■ Work task ■
In your copy of the data, keep every word exact and include no pictures.

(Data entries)
Segment Open
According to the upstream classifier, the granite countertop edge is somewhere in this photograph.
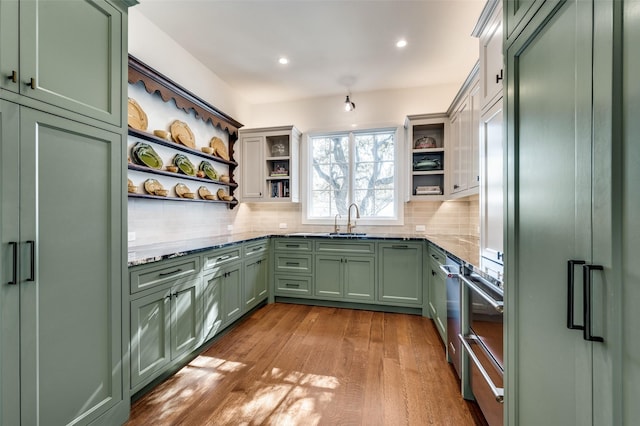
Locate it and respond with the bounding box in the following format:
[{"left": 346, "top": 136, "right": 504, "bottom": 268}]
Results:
[{"left": 128, "top": 232, "right": 500, "bottom": 286}]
Segment Closed
■ Reply ■
According to the upstream classifier, the granite countertop edge is somewhere in this photograph.
Locate it and respond with the bounding box in the following format:
[{"left": 346, "top": 136, "right": 504, "bottom": 268}]
Results:
[{"left": 128, "top": 232, "right": 500, "bottom": 286}]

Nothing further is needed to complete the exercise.